• Aim of the task: Find each line below where the word "water" occurs, and copy it.

Task inputs section start

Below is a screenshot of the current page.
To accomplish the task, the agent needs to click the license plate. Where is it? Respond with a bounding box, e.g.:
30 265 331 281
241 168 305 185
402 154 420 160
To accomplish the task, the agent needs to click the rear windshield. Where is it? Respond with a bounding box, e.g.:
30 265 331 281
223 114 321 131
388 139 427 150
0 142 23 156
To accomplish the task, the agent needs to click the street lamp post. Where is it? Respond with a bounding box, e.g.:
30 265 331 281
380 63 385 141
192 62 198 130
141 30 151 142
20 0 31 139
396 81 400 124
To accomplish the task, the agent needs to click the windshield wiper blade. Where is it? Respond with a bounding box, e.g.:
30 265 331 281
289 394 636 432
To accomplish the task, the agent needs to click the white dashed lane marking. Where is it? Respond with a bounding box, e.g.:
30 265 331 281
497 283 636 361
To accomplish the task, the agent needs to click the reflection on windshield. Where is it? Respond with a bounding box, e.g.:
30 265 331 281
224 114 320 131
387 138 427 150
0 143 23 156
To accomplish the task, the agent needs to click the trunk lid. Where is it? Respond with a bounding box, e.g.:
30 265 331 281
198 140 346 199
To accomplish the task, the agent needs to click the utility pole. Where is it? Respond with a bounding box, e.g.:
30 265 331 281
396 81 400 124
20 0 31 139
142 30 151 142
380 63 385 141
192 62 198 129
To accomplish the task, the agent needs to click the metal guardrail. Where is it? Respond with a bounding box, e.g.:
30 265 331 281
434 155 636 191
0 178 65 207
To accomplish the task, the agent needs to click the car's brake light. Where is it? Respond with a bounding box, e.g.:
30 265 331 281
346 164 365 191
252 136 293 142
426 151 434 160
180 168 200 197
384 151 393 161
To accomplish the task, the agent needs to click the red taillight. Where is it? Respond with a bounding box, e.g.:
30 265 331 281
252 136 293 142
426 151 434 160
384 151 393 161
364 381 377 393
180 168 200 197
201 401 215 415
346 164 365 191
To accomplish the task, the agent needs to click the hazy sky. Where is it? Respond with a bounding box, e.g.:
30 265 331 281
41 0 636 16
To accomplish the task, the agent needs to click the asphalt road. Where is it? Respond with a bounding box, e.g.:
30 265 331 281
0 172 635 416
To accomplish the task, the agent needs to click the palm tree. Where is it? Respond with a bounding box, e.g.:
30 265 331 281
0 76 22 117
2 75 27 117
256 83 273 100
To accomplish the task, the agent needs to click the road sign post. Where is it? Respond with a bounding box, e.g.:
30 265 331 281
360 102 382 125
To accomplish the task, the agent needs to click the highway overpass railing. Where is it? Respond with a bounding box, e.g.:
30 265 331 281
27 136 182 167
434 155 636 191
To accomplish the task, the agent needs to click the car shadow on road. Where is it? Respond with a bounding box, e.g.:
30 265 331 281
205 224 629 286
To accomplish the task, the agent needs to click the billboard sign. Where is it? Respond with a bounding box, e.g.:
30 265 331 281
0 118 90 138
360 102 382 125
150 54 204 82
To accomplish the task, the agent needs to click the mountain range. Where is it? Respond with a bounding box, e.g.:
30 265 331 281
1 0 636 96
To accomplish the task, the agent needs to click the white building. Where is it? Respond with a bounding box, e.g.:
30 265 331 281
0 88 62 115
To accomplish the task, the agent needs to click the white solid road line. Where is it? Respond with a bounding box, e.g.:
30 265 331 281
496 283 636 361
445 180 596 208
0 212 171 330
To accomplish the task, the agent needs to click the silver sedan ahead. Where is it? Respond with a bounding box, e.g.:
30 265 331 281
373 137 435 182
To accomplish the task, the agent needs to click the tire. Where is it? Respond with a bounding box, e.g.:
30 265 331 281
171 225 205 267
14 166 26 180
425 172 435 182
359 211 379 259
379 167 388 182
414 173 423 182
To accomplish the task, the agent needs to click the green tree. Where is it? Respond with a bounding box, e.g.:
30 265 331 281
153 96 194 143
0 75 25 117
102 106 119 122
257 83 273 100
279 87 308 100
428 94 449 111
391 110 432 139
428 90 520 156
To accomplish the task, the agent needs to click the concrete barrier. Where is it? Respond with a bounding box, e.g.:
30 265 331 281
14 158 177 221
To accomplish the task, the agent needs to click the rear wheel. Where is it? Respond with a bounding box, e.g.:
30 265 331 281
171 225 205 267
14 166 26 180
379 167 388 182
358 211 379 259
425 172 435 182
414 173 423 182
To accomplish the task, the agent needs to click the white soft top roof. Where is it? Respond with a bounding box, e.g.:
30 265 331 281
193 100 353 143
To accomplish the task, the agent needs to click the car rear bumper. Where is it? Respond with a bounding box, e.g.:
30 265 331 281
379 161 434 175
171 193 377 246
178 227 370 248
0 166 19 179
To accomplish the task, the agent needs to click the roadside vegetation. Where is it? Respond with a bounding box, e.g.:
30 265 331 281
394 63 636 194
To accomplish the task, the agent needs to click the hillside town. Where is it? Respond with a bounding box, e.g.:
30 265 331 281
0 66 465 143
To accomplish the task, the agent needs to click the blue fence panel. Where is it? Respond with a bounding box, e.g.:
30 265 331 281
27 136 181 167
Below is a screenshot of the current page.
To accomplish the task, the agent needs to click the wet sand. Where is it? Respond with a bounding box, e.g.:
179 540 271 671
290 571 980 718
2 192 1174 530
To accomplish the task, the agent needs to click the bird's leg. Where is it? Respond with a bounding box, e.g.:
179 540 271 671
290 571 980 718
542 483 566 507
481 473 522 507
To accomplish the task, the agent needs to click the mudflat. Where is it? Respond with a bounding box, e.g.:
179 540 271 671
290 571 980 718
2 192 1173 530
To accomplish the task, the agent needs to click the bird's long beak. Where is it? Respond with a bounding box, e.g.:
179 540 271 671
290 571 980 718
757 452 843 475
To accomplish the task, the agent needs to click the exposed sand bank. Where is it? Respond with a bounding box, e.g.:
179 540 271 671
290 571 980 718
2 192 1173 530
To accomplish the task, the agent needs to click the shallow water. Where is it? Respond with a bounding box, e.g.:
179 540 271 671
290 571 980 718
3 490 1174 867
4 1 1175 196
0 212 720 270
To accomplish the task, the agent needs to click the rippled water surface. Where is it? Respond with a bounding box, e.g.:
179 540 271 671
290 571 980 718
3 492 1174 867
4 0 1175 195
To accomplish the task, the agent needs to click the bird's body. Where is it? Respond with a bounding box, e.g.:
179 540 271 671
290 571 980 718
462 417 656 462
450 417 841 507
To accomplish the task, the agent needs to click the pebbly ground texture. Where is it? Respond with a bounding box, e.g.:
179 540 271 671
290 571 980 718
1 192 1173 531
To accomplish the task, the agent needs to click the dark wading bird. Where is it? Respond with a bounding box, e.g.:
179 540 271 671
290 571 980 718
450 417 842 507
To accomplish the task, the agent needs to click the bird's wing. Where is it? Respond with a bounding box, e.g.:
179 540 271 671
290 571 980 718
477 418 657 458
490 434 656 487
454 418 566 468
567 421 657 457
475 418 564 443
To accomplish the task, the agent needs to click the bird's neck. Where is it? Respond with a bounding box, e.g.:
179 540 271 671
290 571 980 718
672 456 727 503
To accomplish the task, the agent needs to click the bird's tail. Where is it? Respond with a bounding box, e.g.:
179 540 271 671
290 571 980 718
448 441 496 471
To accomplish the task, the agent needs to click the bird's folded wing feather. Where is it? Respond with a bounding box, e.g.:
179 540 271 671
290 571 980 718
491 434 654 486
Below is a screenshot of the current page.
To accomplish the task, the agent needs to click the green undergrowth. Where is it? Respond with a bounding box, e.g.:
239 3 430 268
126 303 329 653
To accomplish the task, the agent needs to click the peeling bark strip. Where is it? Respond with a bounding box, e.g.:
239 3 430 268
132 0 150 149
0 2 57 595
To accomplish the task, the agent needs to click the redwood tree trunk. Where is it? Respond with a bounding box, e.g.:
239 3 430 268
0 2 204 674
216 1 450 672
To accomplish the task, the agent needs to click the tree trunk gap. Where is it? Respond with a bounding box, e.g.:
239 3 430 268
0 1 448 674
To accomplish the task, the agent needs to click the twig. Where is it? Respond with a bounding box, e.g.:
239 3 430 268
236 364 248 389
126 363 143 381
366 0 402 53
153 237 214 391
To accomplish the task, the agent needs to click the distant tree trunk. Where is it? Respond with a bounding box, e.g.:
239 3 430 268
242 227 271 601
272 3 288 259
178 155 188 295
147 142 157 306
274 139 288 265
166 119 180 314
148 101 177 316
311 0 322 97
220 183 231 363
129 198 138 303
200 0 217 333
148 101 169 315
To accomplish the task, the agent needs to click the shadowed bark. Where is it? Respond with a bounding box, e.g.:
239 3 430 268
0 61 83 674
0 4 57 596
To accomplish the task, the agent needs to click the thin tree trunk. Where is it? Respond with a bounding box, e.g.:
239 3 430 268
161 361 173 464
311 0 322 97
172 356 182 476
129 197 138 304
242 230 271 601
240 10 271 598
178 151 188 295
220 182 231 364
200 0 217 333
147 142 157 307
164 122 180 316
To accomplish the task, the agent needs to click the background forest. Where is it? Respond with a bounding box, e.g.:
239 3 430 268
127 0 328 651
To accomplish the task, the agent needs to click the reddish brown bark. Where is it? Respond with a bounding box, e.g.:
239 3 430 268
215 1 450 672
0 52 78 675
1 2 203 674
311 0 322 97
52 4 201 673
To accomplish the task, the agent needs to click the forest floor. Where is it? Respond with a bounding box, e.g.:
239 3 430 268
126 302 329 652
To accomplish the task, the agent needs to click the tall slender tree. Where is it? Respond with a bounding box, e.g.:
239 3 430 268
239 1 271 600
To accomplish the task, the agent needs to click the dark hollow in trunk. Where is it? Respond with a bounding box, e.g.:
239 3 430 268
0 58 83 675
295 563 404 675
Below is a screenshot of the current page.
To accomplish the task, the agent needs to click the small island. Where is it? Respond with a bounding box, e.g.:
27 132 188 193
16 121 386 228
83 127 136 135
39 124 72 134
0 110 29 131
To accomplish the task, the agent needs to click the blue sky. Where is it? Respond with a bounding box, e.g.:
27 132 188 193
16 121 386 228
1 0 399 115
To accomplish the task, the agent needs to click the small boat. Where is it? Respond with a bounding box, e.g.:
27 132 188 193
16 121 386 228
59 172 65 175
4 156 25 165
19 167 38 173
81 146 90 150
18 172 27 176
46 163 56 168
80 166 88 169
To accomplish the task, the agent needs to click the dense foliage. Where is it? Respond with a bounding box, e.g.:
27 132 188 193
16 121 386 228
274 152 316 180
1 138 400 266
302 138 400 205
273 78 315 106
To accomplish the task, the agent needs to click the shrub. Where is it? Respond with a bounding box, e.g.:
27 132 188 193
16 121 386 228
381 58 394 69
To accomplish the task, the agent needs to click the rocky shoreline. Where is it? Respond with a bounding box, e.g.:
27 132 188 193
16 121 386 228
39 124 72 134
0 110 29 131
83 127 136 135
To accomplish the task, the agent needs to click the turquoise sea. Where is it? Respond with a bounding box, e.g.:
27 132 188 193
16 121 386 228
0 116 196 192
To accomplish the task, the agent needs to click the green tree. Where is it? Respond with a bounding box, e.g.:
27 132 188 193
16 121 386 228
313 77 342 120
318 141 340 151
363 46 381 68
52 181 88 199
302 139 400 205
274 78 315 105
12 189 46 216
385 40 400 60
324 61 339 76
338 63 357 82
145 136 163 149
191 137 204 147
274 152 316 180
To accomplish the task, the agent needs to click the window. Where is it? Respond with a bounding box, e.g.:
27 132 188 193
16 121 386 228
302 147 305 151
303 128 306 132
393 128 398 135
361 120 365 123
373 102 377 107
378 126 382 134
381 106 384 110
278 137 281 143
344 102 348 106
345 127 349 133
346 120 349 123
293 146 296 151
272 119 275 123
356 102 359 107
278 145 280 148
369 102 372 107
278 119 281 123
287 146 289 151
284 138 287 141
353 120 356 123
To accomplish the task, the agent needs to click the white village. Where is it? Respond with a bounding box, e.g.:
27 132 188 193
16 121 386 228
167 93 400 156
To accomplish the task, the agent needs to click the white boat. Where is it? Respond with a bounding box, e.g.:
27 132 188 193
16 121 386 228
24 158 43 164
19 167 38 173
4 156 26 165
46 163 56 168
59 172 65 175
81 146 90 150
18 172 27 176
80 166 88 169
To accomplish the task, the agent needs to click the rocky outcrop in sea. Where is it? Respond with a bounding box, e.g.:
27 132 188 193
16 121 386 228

Task inputs section end

• Result of this task:
To accomplish the task, the agent needs to click the shallow water. Where is it? Respond with a bounding box, e.g.:
To accomplish the task, the agent needs to click the rippled water surface. Where is it? Respond with a bounding box, e.g.:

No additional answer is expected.